## Task brief
Write out every entry precisely as given, leaving the pictures out.

(Extracted records)
=-=-=-=-=

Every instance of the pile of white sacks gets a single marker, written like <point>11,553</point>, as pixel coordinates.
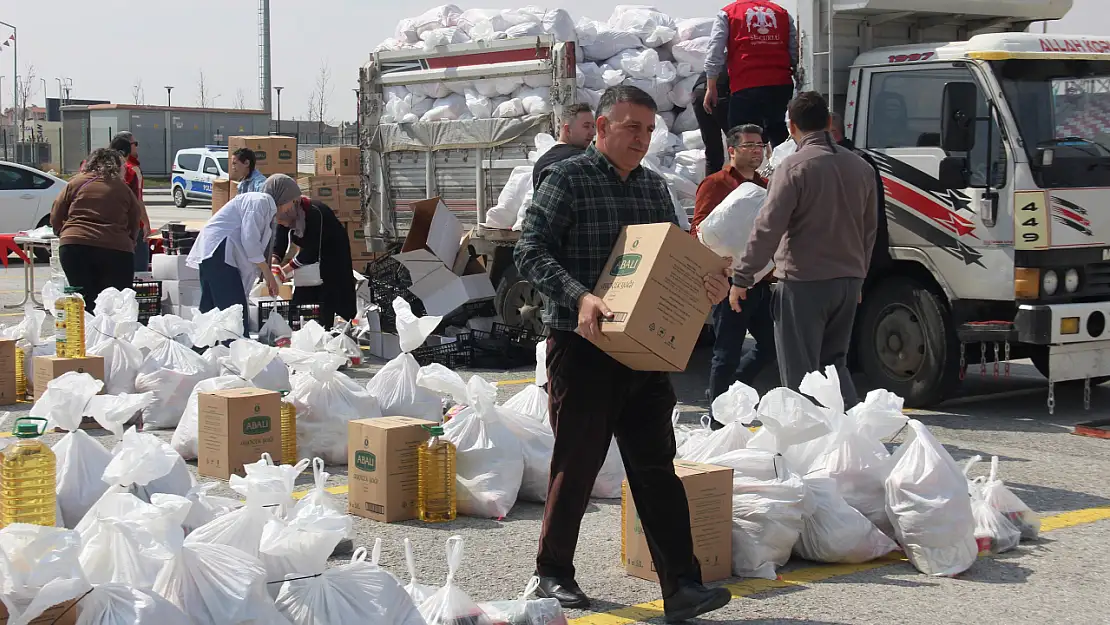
<point>637,46</point>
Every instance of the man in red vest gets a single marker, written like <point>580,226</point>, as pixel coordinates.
<point>756,42</point>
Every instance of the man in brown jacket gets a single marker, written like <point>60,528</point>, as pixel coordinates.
<point>819,222</point>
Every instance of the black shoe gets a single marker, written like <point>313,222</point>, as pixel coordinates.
<point>694,600</point>
<point>565,591</point>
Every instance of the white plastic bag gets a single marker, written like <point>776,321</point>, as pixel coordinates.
<point>836,532</point>
<point>419,592</point>
<point>727,229</point>
<point>80,462</point>
<point>490,460</point>
<point>928,503</point>
<point>119,604</point>
<point>144,464</point>
<point>395,385</point>
<point>450,604</point>
<point>39,568</point>
<point>325,401</point>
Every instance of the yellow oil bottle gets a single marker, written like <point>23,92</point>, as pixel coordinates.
<point>27,476</point>
<point>60,326</point>
<point>74,323</point>
<point>20,373</point>
<point>435,484</point>
<point>288,431</point>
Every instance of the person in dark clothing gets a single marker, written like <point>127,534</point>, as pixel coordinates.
<point>576,132</point>
<point>323,240</point>
<point>880,253</point>
<point>714,124</point>
<point>582,205</point>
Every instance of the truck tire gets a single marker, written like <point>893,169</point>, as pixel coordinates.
<point>906,342</point>
<point>517,302</point>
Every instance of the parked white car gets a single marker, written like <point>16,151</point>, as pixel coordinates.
<point>194,169</point>
<point>27,195</point>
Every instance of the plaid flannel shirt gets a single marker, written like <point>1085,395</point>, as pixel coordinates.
<point>575,218</point>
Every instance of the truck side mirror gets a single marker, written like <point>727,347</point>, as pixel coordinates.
<point>959,112</point>
<point>954,172</point>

=-=-=-=-=

## Worked solution
Every instance of the pile of white sacks gets a single marker, written like <point>11,553</point>, as pixel coordinates.
<point>637,46</point>
Every instance of the man in red vest gets a single marker, written like <point>580,226</point>, as pixel coordinates.
<point>756,42</point>
Every instance of the man in brown jacket gets a single marker, written like <point>60,528</point>, as pixel coordinates.
<point>819,222</point>
Every instance of the black shoe gets a single marker, written like <point>313,222</point>, as pixel coordinates.
<point>694,600</point>
<point>565,591</point>
Every instance of the white plastic bag gets a single marker, written like <point>776,321</point>, as pixel coordinates.
<point>836,532</point>
<point>419,592</point>
<point>727,229</point>
<point>80,462</point>
<point>490,460</point>
<point>928,503</point>
<point>119,604</point>
<point>144,464</point>
<point>395,385</point>
<point>450,604</point>
<point>39,568</point>
<point>325,401</point>
Every instance of the yellow oil bottle gets a single marker, written like <point>23,92</point>, as pixel coordinates.
<point>27,476</point>
<point>60,326</point>
<point>74,323</point>
<point>20,373</point>
<point>435,484</point>
<point>288,431</point>
Every instance of the person in dark clothing gets a single marker, written like <point>127,534</point>, as pixel coordinates.
<point>576,132</point>
<point>323,240</point>
<point>880,253</point>
<point>714,124</point>
<point>582,205</point>
Every instance of the truck tire gets a single marker, written like <point>893,169</point>, as pixel coordinates.
<point>906,342</point>
<point>517,302</point>
Every instance of the parked white car gets a single marker, written like <point>16,151</point>, as pixel coordinates.
<point>194,169</point>
<point>27,195</point>
Every instance of the plaid flannel shirt gets a single marker, written like <point>1085,395</point>, as pixel coordinates.
<point>575,218</point>
Every instance of the truck side mirror gets a single marker, written like <point>727,347</point>, as pixel coordinates.
<point>959,112</point>
<point>954,172</point>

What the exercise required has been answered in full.